*Task to complete*
Rewrite the data from the line with "[detect] tail feather" to the line with "top-left (314, 279), bottom-right (380, 417)", both lines included, with every coordinate in the answers raised by 119. Copy the requests along with them, and keep the coordinates in their format samples unchanged.

(Bounding-box records)
______

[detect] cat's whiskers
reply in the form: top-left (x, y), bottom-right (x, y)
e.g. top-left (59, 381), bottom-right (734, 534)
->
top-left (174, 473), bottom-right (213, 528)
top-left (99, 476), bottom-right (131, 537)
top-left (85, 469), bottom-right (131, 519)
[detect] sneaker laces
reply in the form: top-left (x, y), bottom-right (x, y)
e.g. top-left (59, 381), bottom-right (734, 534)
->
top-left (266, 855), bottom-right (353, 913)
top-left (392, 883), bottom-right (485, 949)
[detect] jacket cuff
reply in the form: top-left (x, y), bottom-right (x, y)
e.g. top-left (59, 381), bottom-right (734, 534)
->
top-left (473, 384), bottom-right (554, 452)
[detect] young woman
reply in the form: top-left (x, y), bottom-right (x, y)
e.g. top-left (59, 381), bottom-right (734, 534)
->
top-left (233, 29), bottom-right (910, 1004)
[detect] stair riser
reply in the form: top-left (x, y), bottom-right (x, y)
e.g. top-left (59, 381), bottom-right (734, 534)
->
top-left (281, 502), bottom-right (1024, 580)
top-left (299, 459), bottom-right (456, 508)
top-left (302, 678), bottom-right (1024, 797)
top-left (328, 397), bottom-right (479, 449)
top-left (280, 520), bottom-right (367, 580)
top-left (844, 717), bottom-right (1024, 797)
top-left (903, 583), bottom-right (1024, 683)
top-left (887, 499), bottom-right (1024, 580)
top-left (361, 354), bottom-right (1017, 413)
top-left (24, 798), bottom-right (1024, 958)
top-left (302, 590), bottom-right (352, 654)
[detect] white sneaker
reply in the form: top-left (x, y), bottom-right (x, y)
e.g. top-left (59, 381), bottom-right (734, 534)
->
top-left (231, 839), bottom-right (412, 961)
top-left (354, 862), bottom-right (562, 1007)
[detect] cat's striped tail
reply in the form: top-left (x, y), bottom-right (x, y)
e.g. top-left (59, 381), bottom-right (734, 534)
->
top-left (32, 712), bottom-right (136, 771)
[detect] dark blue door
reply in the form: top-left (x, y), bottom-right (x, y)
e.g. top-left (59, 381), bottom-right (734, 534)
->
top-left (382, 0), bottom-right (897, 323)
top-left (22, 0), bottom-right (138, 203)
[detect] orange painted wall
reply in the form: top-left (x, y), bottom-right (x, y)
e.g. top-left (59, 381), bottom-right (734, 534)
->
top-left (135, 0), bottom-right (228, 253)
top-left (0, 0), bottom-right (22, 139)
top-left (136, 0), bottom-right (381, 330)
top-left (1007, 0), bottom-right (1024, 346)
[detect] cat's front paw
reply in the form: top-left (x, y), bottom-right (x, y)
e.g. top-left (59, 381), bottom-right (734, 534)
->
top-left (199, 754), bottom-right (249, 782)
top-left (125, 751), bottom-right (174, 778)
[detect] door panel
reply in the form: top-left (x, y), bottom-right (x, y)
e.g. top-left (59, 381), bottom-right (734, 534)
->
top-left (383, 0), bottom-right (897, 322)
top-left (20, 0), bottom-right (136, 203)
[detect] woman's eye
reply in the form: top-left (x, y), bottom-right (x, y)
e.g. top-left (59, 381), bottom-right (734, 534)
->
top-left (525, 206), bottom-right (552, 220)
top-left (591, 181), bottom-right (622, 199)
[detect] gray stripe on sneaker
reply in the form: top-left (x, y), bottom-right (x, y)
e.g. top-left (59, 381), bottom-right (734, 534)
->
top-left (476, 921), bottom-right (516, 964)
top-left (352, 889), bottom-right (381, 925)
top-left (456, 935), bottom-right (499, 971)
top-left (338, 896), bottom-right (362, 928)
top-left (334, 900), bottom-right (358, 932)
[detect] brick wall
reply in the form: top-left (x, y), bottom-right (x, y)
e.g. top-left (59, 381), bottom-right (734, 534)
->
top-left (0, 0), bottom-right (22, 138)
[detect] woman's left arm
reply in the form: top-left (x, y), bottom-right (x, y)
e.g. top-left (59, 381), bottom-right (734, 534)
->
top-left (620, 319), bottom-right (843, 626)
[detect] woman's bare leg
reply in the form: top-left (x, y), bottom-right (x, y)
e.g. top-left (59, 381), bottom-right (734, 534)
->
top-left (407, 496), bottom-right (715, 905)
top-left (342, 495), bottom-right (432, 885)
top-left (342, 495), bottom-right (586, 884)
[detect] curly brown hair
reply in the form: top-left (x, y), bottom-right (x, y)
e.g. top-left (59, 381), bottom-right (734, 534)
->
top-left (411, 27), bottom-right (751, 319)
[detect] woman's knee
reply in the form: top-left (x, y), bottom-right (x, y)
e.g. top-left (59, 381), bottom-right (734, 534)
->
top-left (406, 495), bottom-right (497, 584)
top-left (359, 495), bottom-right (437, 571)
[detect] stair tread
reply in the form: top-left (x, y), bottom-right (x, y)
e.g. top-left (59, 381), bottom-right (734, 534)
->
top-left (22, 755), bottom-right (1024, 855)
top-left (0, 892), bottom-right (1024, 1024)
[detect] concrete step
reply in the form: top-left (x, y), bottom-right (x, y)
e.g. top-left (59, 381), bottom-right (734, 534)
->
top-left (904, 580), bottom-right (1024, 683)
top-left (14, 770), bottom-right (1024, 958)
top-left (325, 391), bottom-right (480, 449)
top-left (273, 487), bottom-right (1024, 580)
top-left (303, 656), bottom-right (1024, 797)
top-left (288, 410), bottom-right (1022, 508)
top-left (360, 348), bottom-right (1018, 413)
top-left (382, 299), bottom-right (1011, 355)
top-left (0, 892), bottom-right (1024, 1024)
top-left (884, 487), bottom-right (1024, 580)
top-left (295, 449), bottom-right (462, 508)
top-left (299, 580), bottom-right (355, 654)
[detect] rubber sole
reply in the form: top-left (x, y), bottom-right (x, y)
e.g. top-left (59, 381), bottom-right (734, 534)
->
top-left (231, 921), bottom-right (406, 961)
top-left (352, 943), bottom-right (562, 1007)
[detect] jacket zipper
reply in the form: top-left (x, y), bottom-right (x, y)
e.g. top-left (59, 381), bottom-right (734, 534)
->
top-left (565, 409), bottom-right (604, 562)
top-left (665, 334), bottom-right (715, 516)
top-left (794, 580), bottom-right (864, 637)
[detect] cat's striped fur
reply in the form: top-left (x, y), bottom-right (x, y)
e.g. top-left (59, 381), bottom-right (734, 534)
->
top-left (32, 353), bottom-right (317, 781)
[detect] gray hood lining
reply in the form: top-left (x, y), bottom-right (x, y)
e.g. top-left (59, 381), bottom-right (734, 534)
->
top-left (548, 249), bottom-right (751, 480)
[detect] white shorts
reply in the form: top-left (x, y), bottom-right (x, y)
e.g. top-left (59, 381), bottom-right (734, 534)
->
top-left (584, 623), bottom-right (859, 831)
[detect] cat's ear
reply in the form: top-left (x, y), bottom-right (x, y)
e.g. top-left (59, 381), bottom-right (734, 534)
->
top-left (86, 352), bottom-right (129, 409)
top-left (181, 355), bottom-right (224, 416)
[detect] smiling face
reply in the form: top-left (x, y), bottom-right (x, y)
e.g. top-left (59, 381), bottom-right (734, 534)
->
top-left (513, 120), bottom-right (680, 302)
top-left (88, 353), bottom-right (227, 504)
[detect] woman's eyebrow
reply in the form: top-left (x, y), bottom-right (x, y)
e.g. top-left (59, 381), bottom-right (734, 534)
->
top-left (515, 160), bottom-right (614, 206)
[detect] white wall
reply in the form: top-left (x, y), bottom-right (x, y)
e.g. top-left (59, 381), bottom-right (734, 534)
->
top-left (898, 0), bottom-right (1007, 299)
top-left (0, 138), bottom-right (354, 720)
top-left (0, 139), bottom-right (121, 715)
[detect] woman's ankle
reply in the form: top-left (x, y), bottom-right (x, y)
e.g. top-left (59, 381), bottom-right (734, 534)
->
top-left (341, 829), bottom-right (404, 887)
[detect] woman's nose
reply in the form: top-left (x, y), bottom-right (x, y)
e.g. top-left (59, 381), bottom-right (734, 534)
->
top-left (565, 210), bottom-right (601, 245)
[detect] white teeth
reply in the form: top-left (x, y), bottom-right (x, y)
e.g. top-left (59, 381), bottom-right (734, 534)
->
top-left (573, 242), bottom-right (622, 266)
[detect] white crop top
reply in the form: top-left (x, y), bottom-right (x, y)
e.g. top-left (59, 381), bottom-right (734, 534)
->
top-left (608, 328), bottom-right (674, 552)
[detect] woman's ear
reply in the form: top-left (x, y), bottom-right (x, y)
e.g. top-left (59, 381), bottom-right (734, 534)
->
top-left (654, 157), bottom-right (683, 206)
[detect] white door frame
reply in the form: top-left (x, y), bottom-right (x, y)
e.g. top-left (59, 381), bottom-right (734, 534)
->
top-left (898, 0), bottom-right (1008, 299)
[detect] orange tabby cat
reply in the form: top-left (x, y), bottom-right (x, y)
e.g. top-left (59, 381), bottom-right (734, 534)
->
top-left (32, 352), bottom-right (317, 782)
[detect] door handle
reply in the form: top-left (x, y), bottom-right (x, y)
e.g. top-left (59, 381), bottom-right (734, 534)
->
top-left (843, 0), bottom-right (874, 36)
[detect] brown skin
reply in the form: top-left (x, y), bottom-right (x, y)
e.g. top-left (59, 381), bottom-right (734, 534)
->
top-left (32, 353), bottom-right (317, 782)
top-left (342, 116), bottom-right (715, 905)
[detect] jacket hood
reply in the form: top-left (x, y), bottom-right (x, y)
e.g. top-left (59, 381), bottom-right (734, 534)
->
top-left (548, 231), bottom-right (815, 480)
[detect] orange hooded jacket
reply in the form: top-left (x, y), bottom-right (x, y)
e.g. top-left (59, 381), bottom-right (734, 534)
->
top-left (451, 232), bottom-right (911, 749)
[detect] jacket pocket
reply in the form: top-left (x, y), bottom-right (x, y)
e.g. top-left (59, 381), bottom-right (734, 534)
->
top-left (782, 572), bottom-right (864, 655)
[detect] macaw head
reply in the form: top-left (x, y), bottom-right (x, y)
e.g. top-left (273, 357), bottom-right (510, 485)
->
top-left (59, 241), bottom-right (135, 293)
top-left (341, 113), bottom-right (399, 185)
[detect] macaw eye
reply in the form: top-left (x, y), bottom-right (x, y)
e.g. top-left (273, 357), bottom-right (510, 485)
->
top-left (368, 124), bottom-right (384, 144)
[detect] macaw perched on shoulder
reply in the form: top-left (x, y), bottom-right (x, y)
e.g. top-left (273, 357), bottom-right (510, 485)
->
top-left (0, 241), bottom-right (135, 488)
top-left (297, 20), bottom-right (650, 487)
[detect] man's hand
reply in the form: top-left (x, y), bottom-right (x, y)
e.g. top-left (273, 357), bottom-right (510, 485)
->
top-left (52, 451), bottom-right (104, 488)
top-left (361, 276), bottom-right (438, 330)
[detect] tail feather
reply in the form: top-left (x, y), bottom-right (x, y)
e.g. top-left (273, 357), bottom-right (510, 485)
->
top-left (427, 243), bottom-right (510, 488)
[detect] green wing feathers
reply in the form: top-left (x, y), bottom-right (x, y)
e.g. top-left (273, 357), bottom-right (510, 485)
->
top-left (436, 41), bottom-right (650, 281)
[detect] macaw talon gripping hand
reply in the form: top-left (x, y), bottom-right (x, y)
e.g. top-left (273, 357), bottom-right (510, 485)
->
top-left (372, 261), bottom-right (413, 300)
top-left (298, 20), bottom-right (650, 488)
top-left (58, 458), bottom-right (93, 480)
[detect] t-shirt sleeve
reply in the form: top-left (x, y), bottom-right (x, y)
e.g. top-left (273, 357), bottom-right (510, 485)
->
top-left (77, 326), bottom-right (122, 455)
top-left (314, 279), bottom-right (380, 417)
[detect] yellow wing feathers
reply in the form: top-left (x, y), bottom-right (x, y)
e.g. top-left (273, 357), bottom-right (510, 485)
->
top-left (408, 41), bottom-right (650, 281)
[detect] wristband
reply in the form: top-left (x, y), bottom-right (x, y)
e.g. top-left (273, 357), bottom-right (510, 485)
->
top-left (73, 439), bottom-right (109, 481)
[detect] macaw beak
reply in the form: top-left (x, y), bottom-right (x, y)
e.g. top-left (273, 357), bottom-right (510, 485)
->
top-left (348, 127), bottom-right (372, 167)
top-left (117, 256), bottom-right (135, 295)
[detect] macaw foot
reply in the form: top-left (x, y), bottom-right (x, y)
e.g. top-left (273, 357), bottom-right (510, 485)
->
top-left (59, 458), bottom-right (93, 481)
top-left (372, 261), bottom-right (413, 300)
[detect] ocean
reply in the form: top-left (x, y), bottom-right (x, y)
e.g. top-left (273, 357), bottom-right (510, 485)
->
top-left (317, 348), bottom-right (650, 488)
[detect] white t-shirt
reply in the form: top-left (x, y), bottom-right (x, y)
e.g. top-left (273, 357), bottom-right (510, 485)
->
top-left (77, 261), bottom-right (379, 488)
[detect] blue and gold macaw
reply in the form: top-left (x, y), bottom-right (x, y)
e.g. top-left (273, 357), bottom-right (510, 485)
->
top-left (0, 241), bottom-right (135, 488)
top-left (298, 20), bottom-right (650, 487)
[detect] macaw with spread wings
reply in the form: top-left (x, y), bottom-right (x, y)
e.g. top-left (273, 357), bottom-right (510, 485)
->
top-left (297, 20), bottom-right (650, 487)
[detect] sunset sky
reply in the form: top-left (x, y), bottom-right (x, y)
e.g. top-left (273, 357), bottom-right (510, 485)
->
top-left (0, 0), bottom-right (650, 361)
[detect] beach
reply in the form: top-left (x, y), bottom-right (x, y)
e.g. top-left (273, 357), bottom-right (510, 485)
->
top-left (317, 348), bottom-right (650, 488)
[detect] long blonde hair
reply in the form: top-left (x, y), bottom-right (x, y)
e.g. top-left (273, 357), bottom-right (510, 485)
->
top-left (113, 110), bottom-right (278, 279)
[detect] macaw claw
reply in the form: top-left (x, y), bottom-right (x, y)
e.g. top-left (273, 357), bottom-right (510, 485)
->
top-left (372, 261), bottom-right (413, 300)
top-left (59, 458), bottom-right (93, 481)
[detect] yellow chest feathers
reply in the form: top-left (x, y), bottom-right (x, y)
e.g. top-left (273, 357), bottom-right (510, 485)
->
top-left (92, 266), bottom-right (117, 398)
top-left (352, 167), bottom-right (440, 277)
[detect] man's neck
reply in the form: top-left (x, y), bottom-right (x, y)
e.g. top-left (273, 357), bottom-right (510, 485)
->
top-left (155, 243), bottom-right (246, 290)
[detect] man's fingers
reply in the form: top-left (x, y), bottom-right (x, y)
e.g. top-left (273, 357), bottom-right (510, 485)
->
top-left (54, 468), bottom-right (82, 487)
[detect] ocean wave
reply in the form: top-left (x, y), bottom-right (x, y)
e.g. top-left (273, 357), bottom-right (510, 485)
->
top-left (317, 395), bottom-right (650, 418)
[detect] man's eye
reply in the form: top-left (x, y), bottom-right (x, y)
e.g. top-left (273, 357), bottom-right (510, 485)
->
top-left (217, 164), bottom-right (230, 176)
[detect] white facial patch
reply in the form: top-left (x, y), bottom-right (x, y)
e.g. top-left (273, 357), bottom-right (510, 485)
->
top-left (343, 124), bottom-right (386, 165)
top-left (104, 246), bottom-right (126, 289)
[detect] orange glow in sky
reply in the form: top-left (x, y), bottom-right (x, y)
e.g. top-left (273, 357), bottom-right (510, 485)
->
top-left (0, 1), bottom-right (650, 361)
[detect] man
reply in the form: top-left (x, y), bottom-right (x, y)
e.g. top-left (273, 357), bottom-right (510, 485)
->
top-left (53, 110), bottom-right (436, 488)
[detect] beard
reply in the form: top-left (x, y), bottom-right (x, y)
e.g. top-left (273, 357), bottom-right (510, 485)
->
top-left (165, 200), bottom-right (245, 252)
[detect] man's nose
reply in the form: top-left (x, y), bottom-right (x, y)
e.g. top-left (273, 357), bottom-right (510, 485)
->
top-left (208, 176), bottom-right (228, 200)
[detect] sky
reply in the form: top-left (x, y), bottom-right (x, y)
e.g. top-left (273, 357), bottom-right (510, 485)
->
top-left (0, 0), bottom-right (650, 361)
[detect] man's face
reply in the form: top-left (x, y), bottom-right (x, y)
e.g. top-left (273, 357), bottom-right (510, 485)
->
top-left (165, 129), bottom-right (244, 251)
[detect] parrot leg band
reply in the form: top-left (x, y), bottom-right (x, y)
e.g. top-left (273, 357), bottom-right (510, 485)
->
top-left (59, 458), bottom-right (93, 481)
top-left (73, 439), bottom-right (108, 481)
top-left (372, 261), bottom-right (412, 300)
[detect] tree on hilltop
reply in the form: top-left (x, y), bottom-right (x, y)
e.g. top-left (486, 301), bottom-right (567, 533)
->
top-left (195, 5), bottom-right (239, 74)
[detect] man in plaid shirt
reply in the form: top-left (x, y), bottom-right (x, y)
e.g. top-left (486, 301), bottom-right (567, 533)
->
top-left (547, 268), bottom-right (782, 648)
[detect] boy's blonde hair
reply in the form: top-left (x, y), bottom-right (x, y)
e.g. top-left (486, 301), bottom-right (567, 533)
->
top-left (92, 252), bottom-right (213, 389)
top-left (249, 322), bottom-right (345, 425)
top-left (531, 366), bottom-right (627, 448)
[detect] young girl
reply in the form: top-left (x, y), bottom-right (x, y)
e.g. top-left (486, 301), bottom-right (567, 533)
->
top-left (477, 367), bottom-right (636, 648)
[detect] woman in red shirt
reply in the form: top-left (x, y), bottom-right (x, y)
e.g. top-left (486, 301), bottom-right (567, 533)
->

______

*Problem solution*
[detect] tail feather
reply in the form: top-left (x, y), bottom-right (x, y)
e.g. top-left (273, 357), bottom-right (510, 485)
->
top-left (546, 362), bottom-right (629, 607)
[detect] green wing feathers
reply in the form: top-left (x, y), bottom-right (x, y)
e.g. top-left (273, 357), bottom-right (510, 485)
->
top-left (555, 160), bottom-right (769, 400)
[detect] macaw talon gripping hand
reply in the form: top-left (x, y), bottom-right (x, y)
e.g. top-left (273, 357), bottom-right (510, 485)
->
top-left (491, 380), bottom-right (532, 419)
top-left (417, 139), bottom-right (769, 607)
top-left (177, 577), bottom-right (212, 599)
[detect] t-shirt sleeve
reply in the form: top-left (x, y), bottom-right (x, y)
e.g. top-left (273, 357), bottom-right (510, 485)
->
top-left (196, 445), bottom-right (241, 574)
top-left (433, 398), bottom-right (499, 536)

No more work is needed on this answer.